» **Task objective**: Pull out every line below that contains the word "tree" and copy each one in full.
— Begin The data —
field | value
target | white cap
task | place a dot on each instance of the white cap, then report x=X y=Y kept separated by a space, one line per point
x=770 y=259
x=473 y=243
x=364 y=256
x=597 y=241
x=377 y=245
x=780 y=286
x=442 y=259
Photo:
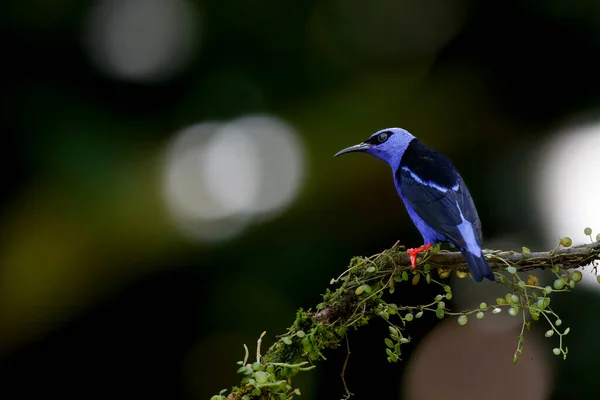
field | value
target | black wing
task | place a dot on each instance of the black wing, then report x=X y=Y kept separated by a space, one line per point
x=435 y=191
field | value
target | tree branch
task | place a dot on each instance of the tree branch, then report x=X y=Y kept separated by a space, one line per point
x=359 y=297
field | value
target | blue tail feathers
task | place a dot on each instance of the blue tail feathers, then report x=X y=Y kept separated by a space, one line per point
x=479 y=267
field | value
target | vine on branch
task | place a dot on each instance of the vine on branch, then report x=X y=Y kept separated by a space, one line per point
x=359 y=297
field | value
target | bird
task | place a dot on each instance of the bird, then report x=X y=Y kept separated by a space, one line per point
x=434 y=194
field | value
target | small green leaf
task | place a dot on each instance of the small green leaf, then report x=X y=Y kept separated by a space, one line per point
x=547 y=290
x=416 y=279
x=307 y=344
x=556 y=351
x=261 y=377
x=566 y=241
x=559 y=284
x=256 y=366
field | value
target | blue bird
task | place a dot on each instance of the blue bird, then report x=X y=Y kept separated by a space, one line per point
x=434 y=194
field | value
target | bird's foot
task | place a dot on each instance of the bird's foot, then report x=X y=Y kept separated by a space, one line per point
x=414 y=252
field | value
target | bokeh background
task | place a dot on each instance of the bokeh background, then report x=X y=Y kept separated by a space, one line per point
x=169 y=191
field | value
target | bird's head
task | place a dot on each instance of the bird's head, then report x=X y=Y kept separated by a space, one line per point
x=387 y=144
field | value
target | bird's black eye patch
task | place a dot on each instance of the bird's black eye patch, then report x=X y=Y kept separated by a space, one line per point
x=380 y=138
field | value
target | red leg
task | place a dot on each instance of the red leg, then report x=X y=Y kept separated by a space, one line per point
x=414 y=252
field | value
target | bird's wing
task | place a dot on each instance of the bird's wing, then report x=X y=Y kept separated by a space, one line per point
x=434 y=190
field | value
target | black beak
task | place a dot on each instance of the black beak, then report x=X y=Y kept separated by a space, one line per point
x=361 y=147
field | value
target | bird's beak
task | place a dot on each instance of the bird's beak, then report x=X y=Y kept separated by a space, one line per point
x=361 y=147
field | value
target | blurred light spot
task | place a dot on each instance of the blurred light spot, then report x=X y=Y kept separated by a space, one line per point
x=218 y=177
x=567 y=191
x=142 y=40
x=230 y=169
x=280 y=164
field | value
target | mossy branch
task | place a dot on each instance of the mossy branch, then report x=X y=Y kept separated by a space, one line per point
x=359 y=297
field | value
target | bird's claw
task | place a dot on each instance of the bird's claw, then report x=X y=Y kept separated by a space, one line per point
x=415 y=252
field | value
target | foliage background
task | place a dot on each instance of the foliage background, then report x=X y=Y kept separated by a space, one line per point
x=101 y=294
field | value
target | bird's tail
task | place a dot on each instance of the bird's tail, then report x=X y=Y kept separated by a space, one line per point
x=479 y=267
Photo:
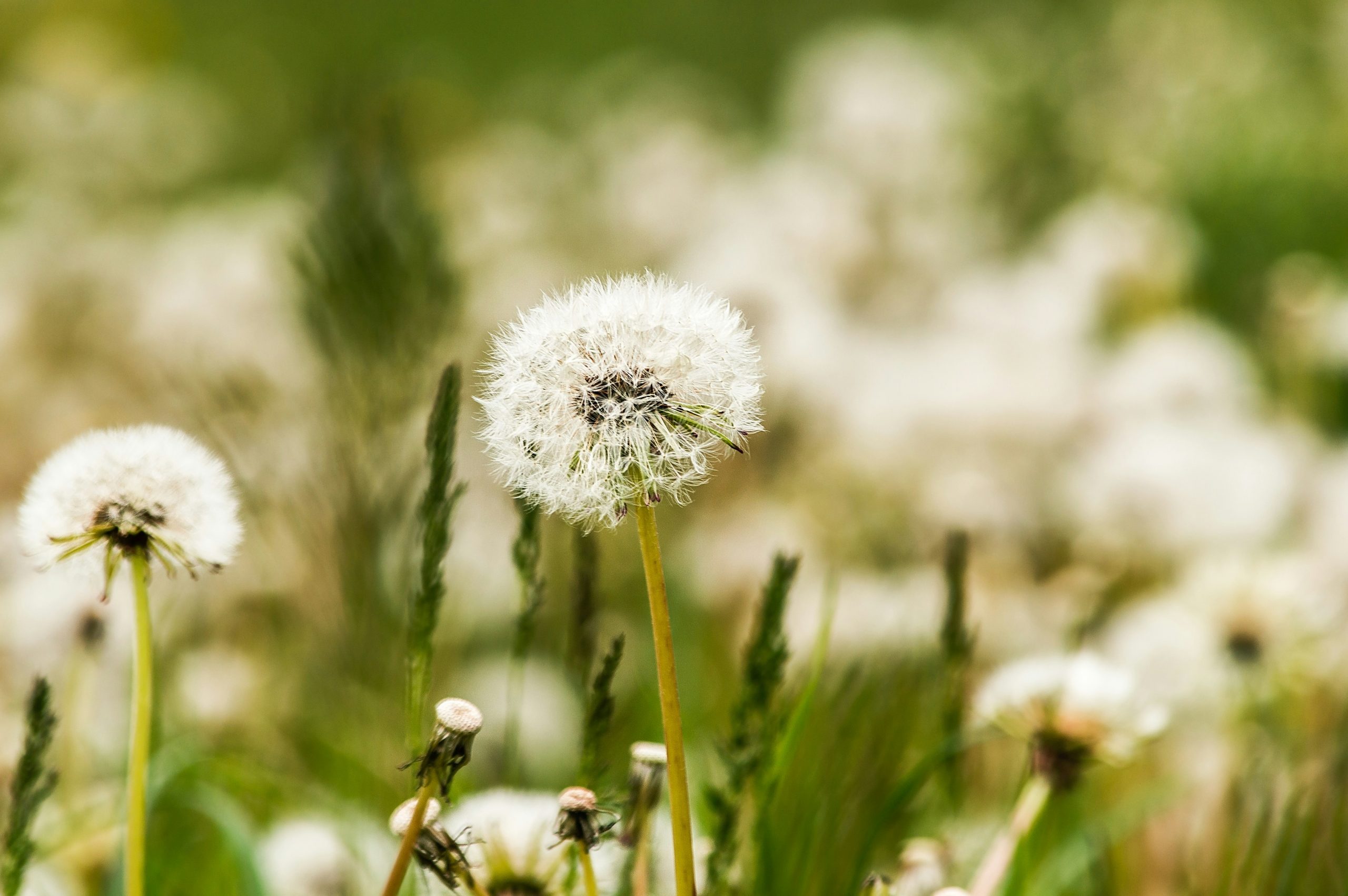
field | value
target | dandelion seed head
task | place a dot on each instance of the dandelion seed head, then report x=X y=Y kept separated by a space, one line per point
x=306 y=858
x=402 y=817
x=1071 y=709
x=143 y=488
x=459 y=716
x=615 y=391
x=649 y=753
x=577 y=800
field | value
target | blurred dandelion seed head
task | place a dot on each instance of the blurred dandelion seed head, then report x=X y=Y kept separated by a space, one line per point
x=1071 y=709
x=617 y=391
x=306 y=858
x=145 y=488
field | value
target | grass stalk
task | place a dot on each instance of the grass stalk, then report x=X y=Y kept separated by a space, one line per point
x=1033 y=798
x=142 y=709
x=587 y=870
x=681 y=818
x=434 y=514
x=405 y=848
x=642 y=864
x=526 y=555
x=956 y=651
x=32 y=784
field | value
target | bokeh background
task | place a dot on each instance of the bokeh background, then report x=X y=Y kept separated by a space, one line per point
x=1068 y=278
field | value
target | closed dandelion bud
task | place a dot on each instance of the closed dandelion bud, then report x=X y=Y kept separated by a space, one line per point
x=645 y=779
x=434 y=851
x=579 y=818
x=458 y=724
x=924 y=868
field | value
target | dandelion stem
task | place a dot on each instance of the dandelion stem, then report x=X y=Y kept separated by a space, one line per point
x=1028 y=808
x=587 y=870
x=405 y=849
x=141 y=717
x=681 y=818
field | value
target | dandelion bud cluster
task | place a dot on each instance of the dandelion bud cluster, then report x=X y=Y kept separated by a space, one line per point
x=458 y=723
x=434 y=849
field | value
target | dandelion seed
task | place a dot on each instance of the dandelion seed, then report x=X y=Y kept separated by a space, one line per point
x=618 y=391
x=145 y=490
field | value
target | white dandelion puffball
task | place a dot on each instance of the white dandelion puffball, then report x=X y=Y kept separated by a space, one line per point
x=619 y=390
x=306 y=858
x=142 y=488
x=1080 y=699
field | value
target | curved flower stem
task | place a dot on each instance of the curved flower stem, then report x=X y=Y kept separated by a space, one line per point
x=681 y=817
x=1028 y=808
x=587 y=870
x=405 y=849
x=141 y=717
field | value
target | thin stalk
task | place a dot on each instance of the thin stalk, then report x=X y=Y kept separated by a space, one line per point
x=405 y=849
x=642 y=865
x=681 y=817
x=141 y=716
x=995 y=864
x=514 y=700
x=587 y=870
x=956 y=650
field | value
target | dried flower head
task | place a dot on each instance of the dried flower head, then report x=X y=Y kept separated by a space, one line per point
x=436 y=851
x=458 y=723
x=402 y=817
x=456 y=716
x=1071 y=711
x=645 y=779
x=579 y=818
x=146 y=490
x=617 y=391
x=577 y=800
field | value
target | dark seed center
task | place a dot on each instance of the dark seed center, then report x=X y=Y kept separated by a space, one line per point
x=620 y=396
x=128 y=523
x=1245 y=647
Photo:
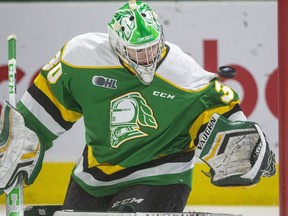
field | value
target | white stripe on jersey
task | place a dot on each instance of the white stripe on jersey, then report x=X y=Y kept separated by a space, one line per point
x=40 y=113
x=163 y=169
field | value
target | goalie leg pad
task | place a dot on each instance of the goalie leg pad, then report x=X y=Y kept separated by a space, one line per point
x=237 y=152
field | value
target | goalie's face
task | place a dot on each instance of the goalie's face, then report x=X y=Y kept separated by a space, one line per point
— End The data —
» **Exercise solution**:
target | tree branch
task | place a dot on each instance of the tree branch, then report x=X y=Y kept separated by a space, one line per point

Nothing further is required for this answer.